- **Exercise**:
When you repeat the material, keep each line exact and omit the pictures.

- **Recorded data**:
↓

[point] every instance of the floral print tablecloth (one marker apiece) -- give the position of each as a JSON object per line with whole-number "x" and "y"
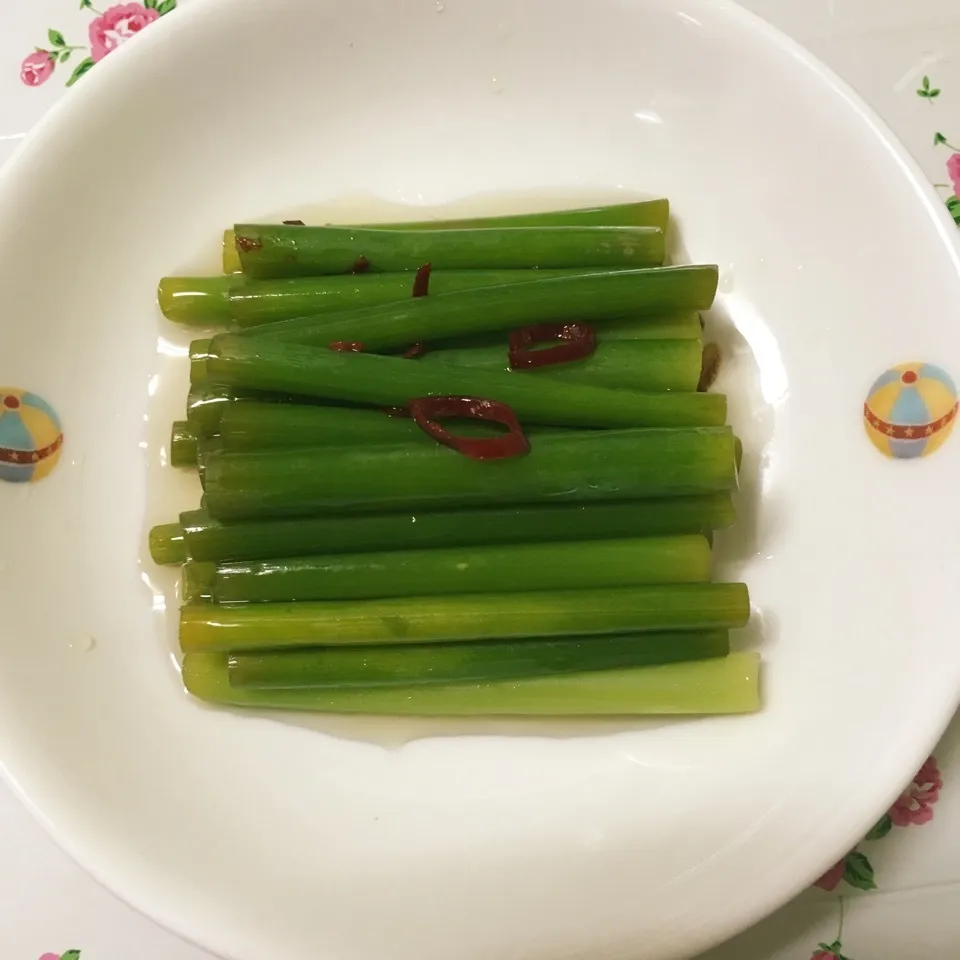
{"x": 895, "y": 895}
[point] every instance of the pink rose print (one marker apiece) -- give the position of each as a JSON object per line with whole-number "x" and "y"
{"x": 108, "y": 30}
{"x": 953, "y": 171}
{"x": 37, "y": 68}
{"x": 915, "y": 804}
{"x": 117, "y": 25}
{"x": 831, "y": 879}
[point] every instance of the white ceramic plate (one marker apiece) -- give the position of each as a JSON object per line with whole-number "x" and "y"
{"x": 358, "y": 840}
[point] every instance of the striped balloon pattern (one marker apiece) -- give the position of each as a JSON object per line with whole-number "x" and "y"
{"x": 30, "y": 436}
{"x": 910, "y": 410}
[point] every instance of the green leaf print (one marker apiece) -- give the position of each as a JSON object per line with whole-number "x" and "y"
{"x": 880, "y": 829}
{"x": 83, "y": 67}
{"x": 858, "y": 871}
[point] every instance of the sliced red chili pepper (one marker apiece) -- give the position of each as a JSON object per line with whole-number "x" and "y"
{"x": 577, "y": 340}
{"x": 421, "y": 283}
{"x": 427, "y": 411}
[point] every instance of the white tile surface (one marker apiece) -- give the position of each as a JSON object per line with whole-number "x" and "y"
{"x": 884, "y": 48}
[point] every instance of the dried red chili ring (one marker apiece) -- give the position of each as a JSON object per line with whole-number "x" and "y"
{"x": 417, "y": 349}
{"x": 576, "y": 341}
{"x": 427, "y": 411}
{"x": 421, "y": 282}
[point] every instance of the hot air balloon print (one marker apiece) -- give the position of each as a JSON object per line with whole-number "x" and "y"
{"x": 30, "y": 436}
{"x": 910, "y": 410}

↑

- **Your response**:
[point] every instance of the floral print tablecloth (one marker apiece) -- give the position of each as a JSON object per line with whole-number "x" and "y"
{"x": 895, "y": 895}
[point] every instance of the pink rose print (one marker apiece) -- give the position of each as a JSON object per line with whole-number "x" and "y"
{"x": 108, "y": 30}
{"x": 953, "y": 171}
{"x": 37, "y": 68}
{"x": 915, "y": 804}
{"x": 117, "y": 25}
{"x": 831, "y": 879}
[point] every instance of the white ceramic plate (one marker apiece) -- give the position of each as a JSON object per line with whole-number "x" and "y"
{"x": 358, "y": 840}
[point] every instance of the striped balloon pattern (one marker apiece) -- give the position of each as a JSON object per line with whole-number "x" and "y"
{"x": 30, "y": 436}
{"x": 910, "y": 410}
[point] every instance of the green leaf print (one marker apiece) -- give the position of each as a JSON object per line with whole-number "x" and "y"
{"x": 880, "y": 829}
{"x": 83, "y": 67}
{"x": 858, "y": 871}
[point] every instance of the sliced red chili pepper (one marker apiece) -- give the position of each as a JSON object per line with whole-number "x" and "y"
{"x": 577, "y": 340}
{"x": 421, "y": 283}
{"x": 427, "y": 411}
[point] every instance of the white tile surface (one marker apiece) -- give the position of each as a JSON object per line with whole-number "x" and "y"
{"x": 884, "y": 48}
[point] every instance of the dried red chili ring (one marker apiece) -- give the position of each as a JSON object per line with whole-number "x" and "y"
{"x": 417, "y": 349}
{"x": 576, "y": 341}
{"x": 427, "y": 411}
{"x": 421, "y": 282}
[point] every instance of the hot air balloon print (one marker apiece) -- give the position of each as a JSON object per line with whole-number "x" and "y"
{"x": 30, "y": 436}
{"x": 910, "y": 410}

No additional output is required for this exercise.